SELECTED EXTRACT:
Example 1: Observing Tasks on Different Cores
This example creates two simple tasks that do nothing but print which core they are running on.
Code
#include <stdio.h>
#include "freertos/FreeRTOS.h"
#include "freertos/task.h"
#include "esp_log.h"
static const char *TAG = "SMP_DEMO";
// A simple task that prints its core ID in a loop
void core_display_task(void *pvParameters)
{
// The parameter is the task's name
char *task_name = (char *)pvParameters;
while (1)
{
ESP_LOGI(task_name, "Hello! I am running on Core %d", xPortGetCoreID());
vTaskDelay(pdMS_TO_TICKS(1000));
}
}
void app_main(void)
{
ESP_LOGI(TAG, "Starting SMP Demo.");
// The main task is running on a specific core (usually Core 1 on ESP32)
ESP_LOGI(TAG, "app_main is running on Core %d", xPortGetCoreID());
// Create two instances of the same task.
// FreeRTOS scheduler will automatically distribute them across available cores.
xTaskCreate(core_display_task, "Task_A", 2048, "Task_A", 5, NULL);
xTaskCreate(core_display_task, "Task_B", 2048, "Task_B", 5, NULL);
}
Build and Flash Instructions
- Open VS Code with the ESP-IDF extension.
- Create a new project.
- Copy the code above into your
main.c
file. - Build the project (Click the “Build” button in the status bar).
- Flash the project to your ESP32 board (Click the “Flash” button).
- Open the Monitor to view the serial output (Click the “Monitor” button).
Observation
You should see output similar to this. Notice how Task_A
consistently runs on one core and Task_B
on the other. app_main
itself also runs on one of the cores.

RECORDS SHOWN:
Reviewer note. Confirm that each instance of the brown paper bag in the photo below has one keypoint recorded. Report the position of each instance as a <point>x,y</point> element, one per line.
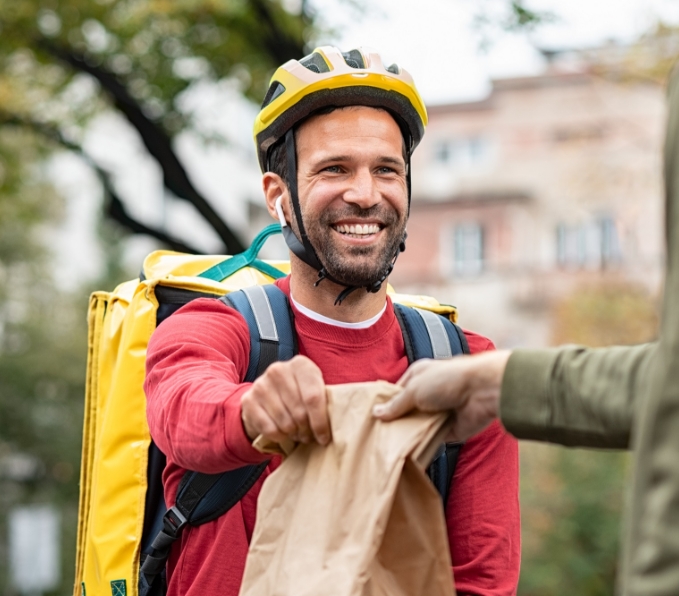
<point>358,517</point>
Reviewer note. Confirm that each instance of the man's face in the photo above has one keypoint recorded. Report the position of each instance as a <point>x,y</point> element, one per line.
<point>352,191</point>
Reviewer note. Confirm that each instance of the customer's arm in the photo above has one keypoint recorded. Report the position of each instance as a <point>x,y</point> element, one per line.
<point>574,396</point>
<point>569,395</point>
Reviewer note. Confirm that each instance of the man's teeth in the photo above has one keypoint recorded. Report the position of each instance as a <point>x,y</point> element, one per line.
<point>361,230</point>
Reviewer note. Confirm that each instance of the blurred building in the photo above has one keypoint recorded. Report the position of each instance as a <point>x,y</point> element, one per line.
<point>550,183</point>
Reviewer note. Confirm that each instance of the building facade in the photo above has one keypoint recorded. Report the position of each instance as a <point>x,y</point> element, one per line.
<point>551,183</point>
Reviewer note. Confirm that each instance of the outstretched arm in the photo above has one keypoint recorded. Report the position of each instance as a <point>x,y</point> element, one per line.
<point>571,395</point>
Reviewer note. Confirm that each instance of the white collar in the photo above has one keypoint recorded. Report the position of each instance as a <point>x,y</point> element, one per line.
<point>328,321</point>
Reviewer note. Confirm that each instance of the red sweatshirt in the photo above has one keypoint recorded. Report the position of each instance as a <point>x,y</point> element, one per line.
<point>196,360</point>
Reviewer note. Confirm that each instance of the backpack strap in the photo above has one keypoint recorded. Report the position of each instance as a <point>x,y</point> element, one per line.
<point>204,497</point>
<point>428,335</point>
<point>267,312</point>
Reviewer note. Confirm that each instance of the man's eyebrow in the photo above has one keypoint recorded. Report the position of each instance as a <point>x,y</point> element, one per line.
<point>382,159</point>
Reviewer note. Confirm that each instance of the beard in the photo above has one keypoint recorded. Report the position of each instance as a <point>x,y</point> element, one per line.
<point>359,265</point>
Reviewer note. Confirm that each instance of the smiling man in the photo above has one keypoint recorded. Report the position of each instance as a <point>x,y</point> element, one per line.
<point>334,139</point>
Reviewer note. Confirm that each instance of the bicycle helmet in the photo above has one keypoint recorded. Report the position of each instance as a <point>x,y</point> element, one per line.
<point>329,77</point>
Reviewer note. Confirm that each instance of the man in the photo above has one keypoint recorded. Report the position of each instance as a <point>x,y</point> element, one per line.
<point>618,397</point>
<point>334,139</point>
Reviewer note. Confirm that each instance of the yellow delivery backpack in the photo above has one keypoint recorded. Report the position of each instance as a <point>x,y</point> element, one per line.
<point>118,456</point>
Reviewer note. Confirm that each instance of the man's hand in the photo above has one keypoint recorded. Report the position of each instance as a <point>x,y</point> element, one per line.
<point>288,401</point>
<point>467,385</point>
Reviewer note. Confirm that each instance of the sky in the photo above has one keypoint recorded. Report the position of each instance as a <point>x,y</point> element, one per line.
<point>436,41</point>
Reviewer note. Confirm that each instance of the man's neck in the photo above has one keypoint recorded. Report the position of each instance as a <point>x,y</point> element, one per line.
<point>360,305</point>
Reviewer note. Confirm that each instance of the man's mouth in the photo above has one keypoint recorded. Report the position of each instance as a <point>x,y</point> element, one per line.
<point>357,230</point>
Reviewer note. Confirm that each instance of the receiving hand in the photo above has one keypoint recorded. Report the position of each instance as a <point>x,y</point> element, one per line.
<point>469,386</point>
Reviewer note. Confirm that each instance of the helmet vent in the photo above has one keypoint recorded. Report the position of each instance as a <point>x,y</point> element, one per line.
<point>354,58</point>
<point>315,63</point>
<point>274,91</point>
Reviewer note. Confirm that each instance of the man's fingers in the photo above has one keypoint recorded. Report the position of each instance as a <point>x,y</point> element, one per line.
<point>397,406</point>
<point>312,390</point>
<point>285,403</point>
<point>257,421</point>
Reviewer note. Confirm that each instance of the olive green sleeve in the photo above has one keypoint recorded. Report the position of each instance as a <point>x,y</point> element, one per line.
<point>575,396</point>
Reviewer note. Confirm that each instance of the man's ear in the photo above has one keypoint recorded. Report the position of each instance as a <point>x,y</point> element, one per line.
<point>274,187</point>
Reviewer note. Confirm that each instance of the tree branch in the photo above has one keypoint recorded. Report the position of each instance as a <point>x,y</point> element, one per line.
<point>281,46</point>
<point>156,140</point>
<point>114,206</point>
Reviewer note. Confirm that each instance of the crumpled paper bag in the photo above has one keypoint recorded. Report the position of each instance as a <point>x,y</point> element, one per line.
<point>358,517</point>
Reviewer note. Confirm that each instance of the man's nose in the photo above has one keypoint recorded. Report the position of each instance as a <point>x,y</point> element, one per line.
<point>362,189</point>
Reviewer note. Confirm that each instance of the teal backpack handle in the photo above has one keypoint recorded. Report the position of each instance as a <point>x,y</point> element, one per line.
<point>247,258</point>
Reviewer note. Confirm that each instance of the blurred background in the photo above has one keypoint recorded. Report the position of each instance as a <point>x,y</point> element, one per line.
<point>125,126</point>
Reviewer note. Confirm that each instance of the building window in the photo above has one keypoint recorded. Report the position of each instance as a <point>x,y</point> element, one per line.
<point>468,249</point>
<point>462,152</point>
<point>590,244</point>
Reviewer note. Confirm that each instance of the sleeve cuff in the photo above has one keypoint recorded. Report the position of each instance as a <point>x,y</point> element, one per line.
<point>525,408</point>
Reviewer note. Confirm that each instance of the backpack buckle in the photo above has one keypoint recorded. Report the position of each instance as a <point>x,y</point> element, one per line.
<point>174,522</point>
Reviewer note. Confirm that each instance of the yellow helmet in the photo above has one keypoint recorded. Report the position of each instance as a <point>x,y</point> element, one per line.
<point>329,77</point>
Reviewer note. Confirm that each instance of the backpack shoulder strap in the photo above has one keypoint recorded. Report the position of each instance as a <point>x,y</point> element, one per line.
<point>428,335</point>
<point>204,497</point>
<point>267,312</point>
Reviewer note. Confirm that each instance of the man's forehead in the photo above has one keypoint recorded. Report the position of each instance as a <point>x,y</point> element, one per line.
<point>341,120</point>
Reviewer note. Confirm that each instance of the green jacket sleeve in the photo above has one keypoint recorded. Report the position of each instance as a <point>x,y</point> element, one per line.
<point>575,396</point>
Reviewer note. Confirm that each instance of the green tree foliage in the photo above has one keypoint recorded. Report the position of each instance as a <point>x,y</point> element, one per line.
<point>572,499</point>
<point>62,62</point>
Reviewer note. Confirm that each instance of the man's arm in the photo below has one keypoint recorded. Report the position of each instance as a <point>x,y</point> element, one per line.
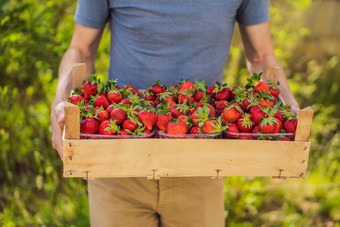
<point>83,48</point>
<point>260,53</point>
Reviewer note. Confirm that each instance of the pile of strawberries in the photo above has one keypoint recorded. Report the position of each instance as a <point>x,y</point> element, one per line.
<point>184,110</point>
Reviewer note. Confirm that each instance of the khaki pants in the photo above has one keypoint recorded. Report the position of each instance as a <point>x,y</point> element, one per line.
<point>168,202</point>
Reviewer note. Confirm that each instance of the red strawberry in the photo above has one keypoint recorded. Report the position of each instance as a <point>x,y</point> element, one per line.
<point>256,115</point>
<point>195,130</point>
<point>148,95</point>
<point>75,99</point>
<point>244,123</point>
<point>147,118</point>
<point>133,90</point>
<point>268,125</point>
<point>186,86</point>
<point>278,126</point>
<point>290,126</point>
<point>162,121</point>
<point>232,131</point>
<point>279,115</point>
<point>108,128</point>
<point>114,97</point>
<point>220,105</point>
<point>158,88</point>
<point>274,89</point>
<point>198,96</point>
<point>110,108</point>
<point>102,115</point>
<point>130,125</point>
<point>212,126</point>
<point>176,128</point>
<point>284,138</point>
<point>266,103</point>
<point>88,126</point>
<point>118,115</point>
<point>255,129</point>
<point>125,102</point>
<point>248,103</point>
<point>101,101</point>
<point>211,89</point>
<point>232,112</point>
<point>262,86</point>
<point>245,137</point>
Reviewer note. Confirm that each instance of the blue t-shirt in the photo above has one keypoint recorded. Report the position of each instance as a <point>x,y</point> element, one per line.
<point>169,39</point>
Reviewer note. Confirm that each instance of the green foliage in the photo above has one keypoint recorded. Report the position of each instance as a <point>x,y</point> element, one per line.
<point>35,34</point>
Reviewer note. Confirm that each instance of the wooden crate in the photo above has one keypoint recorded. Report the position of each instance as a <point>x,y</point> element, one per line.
<point>154,158</point>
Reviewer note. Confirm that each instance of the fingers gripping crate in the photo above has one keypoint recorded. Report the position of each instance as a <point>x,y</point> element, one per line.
<point>154,158</point>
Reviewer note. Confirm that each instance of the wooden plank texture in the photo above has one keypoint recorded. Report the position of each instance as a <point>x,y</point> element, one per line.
<point>72,121</point>
<point>154,158</point>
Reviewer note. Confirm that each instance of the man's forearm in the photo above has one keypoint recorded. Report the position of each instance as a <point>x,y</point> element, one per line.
<point>261,64</point>
<point>65,82</point>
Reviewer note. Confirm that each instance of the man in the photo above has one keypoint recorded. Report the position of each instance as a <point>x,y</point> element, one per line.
<point>166,40</point>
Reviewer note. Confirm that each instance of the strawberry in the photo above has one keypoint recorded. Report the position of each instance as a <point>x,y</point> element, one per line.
<point>290,125</point>
<point>262,86</point>
<point>266,103</point>
<point>102,115</point>
<point>118,115</point>
<point>195,130</point>
<point>198,96</point>
<point>148,95</point>
<point>283,138</point>
<point>232,131</point>
<point>278,126</point>
<point>202,114</point>
<point>221,92</point>
<point>147,118</point>
<point>88,126</point>
<point>187,85</point>
<point>110,108</point>
<point>268,125</point>
<point>130,125</point>
<point>280,115</point>
<point>248,103</point>
<point>274,89</point>
<point>158,88</point>
<point>75,99</point>
<point>220,105</point>
<point>256,115</point>
<point>211,89</point>
<point>101,101</point>
<point>125,102</point>
<point>162,121</point>
<point>245,137</point>
<point>232,112</point>
<point>114,96</point>
<point>244,123</point>
<point>108,127</point>
<point>213,126</point>
<point>133,90</point>
<point>176,128</point>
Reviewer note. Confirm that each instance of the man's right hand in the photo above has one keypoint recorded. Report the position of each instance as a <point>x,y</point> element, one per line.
<point>57,123</point>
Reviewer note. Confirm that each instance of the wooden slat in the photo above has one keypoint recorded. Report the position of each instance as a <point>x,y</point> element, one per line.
<point>154,158</point>
<point>72,121</point>
<point>79,74</point>
<point>304,125</point>
<point>273,73</point>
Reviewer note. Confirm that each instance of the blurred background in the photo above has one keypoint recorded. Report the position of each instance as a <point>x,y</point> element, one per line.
<point>34,34</point>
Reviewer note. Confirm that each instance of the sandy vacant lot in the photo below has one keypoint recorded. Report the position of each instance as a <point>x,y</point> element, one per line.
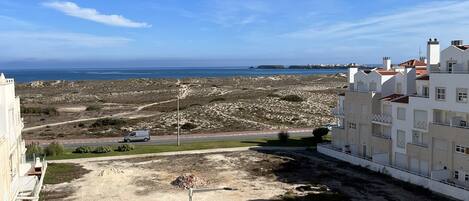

WORK TO COMPLETE:
A. In the ESP32 core demo text, on which core does the comment in app_main say the main task usually runs?
B. In the ESP32 core demo text, swap "task_name" for "label" and write out everything from "static const char" down to "void app_main(void)".
C. Carry on the ESP32 core demo text from the point where it stops.

ANSWERS PER TASK:
A. Core 1 on the ESP32.

B.
static const char *TAG = "SMP_DEMO";
// A simple task that prints its core ID in a loop
void core_display_task(void *pvParameters)
{
// The parameter is the task's name
char *label = (char *)pvParameters;
while (1)
{
ESP_LOGI(label, "Hello! I am running on Core %d", xPortGetCoreID());
vTaskDelay(pdMS_TO_TICKS(1000));
}
}
void app_main(void)

C.
I (314) SMP_DEMO: Starting SMP Demo.
I (314) SMP_DEMO: app_main is running on Core 1
I (324) Task_A: Hello! I am running on Core 0
I (324) Task_B: Hello! I am running on Core 1
I (1324) Task_A: Hello! I am running on Core 0
I (1324) Task_B: Hello! I am running on Core 1
I (2324) Task_A: Hello! I am running on Core 0
I (2324) Task_B: Hello! I am running on Core 1
Example 2: Demonstrating a Race Condition and Fixing it with a Spinlock
Here, we will create two tasks that rapidly increment a shared counter. First, we’ll see the race condition in action, then we’ll fix it with a spinlock.
Code
#include <stdio.h>
#include "freertos/FreeRTOS.h"
#include "freertos/task.h"
#include "esp_log.h"
static const char *TAG = "RACE_CONDITION_DEMO";
// The shared resource - a global counter
volatile uint32_t shared_counter = 0;
// A spinlock to protect the shared resource
// We will uncomment this for the fix
static portMUX_TYPE counter_lock = portMUX_INITIALIZER_UNLOCKED;
#define USE_SPINLOCK 1 // Set to 0 to see the race condition, 1 to see the fix
// Task that increments the counter a large number of times
void incrementer_task(void *pvParameters)
{
int increments = 500000;
char *task_name = (char *)pvParameters;
for (int i = 0; i < increments; i++)
{
#if USE_SPINLOCK
portENTER_CRITICAL(&counter_lock);
#endif
// This is the critical section
shared_counter++;
#if USE_SPINLOCK
portEXIT_CRITICAL(&counter_lock);
#endif
}
ESP_LOGI(task_name, "Finished incrementing.");
vTaskDelete(NULL); // Delete self when done
}
void app_main(void)
{
ESP_LOGI(TAG, "Starting Race Condition Demo on Core %d", xPortGetCoreID());
// Create two tasks that will run in parallel on different cores
xTaskCreate(incrementer_task, "Incrementer_1", 2048, "Incrementer_1", 10, NULL);
xTaskCreate(incrementer_task, "Incrementer_2", 2048, "Incrementer_2", 10, NULL);
// Wait for the tasks to finish.
// In a real app, you'd use a more robust synchronization method like an event group.
// For this demo, a simple delay is sufficient to allow tasks to complete.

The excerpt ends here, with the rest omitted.